▶ _WHAT TO DO_
Copy out the full article below about J.D. Vance's early poll numbers as Trump's running mate, word for word.

▶ _TEXT SHOWN_
================================

Trump Standing by Vance After Challenging Start
J.D. Vance is off to a historically bad start as Donald Trump’s recently anointed running mate. The Ohio senator is the first non-incumbent vice-presidential nominee to have a net-negative favorability rating after a convention since 1980, according to recent poll numbers.
Vance’s net favorability rating was at negative six points after the Republican National Convention in mid-July, according to CNN's senior data reporter Harry Enten. This is 25 points behind the average since 2000, which is +19 points.
"I have gone all the way back since 1980. He is the first guy, immediately following a convention – a VP pick – who actually has a net-negative favorable rating,” said Enten. “[Vance is] making history in the completely wrong way."
Another poll from YouGov shows that 39% of all Americans think Vance was a good choice for vice president, while 29% say he was a bad choice for vice president. Vance’s support is much higher among Republican voters, 75% of whom say he was a “very” or “somewhat” good choice for the position.
Few Americans think Vance is qualified to be vice president (29%), while more say he is underqualified (37%), likely owing to Vance’s limited time in politics – he was elected as a U.S. senator for the first time in 2022. Vance worked as a lawyer and venture capitalist prior to the start of his political career, though he frequently emphasizes his humble beginnings in small-town Ohio.
Polls are just numbers. But in the less than two weeks since his nomination, Vance has had an anecdotally difficult go of it as well. The senator has received unwanted attention since an old clip resurfaced of him saying that the country is run by “childless cat ladies” who are “miserable at their own lives.”

================================

▶ _COLLECTED DATA_

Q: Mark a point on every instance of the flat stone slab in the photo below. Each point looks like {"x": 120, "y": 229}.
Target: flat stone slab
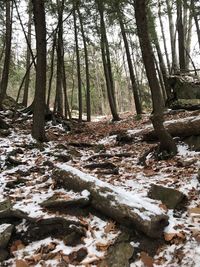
{"x": 170, "y": 197}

================================

▶ _TASK SOLUTION_
Trump Standing by Vance After Challenging Start
J.D. Vance is off to a historically bad start as Donald Trump’s recently anointed running mate. The Ohio senator is the first non-incumbent vice-presidential nominee to have a net-negative favorability rating after a convention since 1980, according to recent poll numbers.
Vance’s net favorability rating was at negative six points after the Republican National Convention in mid-July, according to CNN's senior data reporter Harry Enten. This is 25 points behind the average since 2000, which is +19 points.
"I have gone all the way back since 1980. He is the first guy, immediately following a convention – a VP pick – who actually has a net-negative favorable rating,” said Enten. “[Vance is] making history in the completely wrong way."
Another poll from YouGov shows that 39% of all Americans think Vance was a good choice for vice president, while 29% say he was a bad choice for vice president. Vance’s support is much higher among Republican voters, 75% of whom say he was a “very” or “somewhat” good choice for the position.
Few Americans think Vance is qualified to be vice president (29%), while more say he is underqualified (37%), likely owing to Vance’s limited time in politics – he was elected as a U.S. senator for the first time in 2022. Vance worked as a lawyer and venture capitalist prior to the start of his political career, though he frequently emphasizes his humble beginnings in small-town Ohio.
Polls are just numbers. But in the less than two weeks since his nomination, Vance has had an anecdotally difficult go of it as well. The senator has received unwanted attention since an old clip resurfaced of him saying that the country is run by “childless cat ladies” who are “miserable at their own lives.”